▸ Extrait à lire
####################

Comment voir clair dans l’infernal embrouillamini des crises enchevêtrées : dettes publiques, banques, instabilité et irrationalité des marchés ? Et ce n’est pas M. Sarkozy avec son pédagogisme à deux balles qui nous y aidera, bien au contraire ! D’ailleurs y comprend-t-il lui-même quelque chose ? Ce n’est pas sûr ! Quant à nous, nous nous essayons de progresser à travers ce maquis armés uniquement du sabre d’abattis qu’est le bon sens…

Premier constat élémentaire, ces braves gens, les pacsés Merkel & Sarkozy ne viennent pas au secours de la Grèce comme ils le clament. Ils viennent à la rescousse de la zone euro et de cette construction contre-nature qu’est l’Union européenne. Contre-nature en ce qu’elle se construit sur de soi-disant « valeurs » à rebours des racines authentiques, organiques, vitales de l’Europe réelle. Ce faisant ces deux personnages agissent au profit exclusif de leurs propres banques dont l’exposition à la dette grecque est forte dans les deux cas [1] : la Grèce coule et avec elle les principales banques des deux alliés !

####################

▸ Données fournies

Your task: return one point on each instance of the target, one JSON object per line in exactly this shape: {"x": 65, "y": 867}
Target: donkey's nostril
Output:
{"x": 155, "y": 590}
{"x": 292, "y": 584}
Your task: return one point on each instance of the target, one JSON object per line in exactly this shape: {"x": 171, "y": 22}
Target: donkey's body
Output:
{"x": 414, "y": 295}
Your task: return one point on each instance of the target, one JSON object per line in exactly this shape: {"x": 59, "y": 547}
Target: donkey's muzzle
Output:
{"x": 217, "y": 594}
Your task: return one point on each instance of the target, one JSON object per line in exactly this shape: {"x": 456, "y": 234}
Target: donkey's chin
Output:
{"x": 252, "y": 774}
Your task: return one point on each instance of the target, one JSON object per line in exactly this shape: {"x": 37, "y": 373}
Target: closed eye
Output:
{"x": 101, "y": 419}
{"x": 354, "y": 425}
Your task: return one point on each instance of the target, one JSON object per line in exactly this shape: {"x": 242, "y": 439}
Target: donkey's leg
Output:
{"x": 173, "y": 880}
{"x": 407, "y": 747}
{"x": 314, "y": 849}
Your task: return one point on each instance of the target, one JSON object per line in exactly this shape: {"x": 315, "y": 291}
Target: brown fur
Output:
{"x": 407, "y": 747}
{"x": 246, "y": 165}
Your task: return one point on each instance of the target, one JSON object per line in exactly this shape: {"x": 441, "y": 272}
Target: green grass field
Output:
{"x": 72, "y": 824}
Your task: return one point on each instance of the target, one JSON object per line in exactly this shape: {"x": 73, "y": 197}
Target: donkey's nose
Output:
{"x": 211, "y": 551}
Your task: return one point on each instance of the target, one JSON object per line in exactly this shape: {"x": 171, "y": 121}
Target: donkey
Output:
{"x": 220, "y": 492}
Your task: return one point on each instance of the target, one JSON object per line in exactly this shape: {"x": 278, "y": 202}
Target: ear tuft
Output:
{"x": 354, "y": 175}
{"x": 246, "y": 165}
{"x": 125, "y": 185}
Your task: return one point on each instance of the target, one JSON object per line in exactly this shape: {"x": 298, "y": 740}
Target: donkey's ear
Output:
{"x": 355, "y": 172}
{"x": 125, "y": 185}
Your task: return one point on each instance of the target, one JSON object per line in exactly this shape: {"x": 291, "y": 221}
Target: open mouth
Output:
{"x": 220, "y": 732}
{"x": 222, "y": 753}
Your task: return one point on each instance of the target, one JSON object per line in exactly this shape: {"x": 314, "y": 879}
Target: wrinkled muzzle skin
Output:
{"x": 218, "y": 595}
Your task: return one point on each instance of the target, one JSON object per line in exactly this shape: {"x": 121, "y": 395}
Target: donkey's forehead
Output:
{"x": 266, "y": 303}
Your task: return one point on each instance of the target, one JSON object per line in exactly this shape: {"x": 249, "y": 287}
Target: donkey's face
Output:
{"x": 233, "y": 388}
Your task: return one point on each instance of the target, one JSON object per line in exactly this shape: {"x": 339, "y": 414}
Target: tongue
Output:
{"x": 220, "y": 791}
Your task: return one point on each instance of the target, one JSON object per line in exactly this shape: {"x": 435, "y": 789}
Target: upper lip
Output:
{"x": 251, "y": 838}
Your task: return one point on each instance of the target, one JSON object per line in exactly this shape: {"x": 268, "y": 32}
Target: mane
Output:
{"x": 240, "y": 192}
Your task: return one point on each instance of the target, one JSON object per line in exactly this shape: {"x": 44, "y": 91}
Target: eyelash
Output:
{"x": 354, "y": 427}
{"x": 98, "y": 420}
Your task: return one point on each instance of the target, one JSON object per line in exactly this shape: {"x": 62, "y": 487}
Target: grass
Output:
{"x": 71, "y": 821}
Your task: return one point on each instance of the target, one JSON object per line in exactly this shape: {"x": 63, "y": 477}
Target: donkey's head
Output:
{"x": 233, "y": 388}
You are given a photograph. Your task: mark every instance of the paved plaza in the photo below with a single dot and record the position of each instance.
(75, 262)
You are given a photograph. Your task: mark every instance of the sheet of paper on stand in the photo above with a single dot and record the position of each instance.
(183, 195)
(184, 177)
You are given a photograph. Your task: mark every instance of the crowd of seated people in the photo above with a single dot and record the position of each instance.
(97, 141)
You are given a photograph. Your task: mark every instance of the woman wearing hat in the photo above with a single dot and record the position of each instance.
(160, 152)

####################

▸ Tâche demandée
Poursuivez l'extrait sur la crise de la dette grecque et de la zone euro à partir de sa dernière phrase.

▸ Réponse à l'exercice
Notons à ce propos que l’accord intervenu le 27 octobre 2011 au petit matin n’apporte aucune solution durable – un qualificatif à la mode [2] - à la crise de Eurozone ni pour la crise de la dette publique souveraine ni pour celle des banques. Mme Merkel a cependant eu gain de cause en obtenant pour les financiers et les spéculateurs le renoncement – et donc la perte - de 50% de leur créance sur la Grèce, soit de 100 à 180 de milliards d’€uros alors que M. Sarkozy, ménager de ses compradores, voulait limiter la casse à 30% [3] . Mais lui aussi est gagnant en ce qu’à travers cet accord il s’est acheté du temps, le délai nécessaire pour aller jusqu’à l’échéance des présidentielles sans avoir à résoudre le problème sur le fond. Après nous et les élections, le déluge. Cela en ménageant la banque, laquelle, en contrepartie de ses pertes, obtient une garantie de fonds à hauteur de 30 mds d’€… Cet abandon volontaire d’une partie de la créance permet ainsi de ne pas prononcer le mot fatidique de « faillite » : ce sont les banquiers qui font acte délibéré et non Athènes qui les place devant le fait accompli.

En effet la réunion des chefs d’État et de gouvernement de l’Union, les caïds de la Commission européenne, les présidents des établissements bancaires et Mme Lagarde, ci-devant directrice du Fonds monétaire international, réunis à Bruxelles dans la nuit du 26 au 27 octobre afin de trouver une sortie de crise pour la Grèce - en proie à un désarroi croissant prise qu’elle est dans l’étau de mortels plans d’austérité - s’est tenue sous la menace de faillites en cascade des grandes banques privées françaises, allemandes, espagnoles, grecques, italiennes, portugaises, belges… Celles-ci ayant il est vrai, multiplié depuis 2007 les comportements à risque afin de maximiser leurs profits à court terme et satisfaire la voracité cannibale de leurs actionnaires, tout en rémunérant grassement leurs dirigeants intègres !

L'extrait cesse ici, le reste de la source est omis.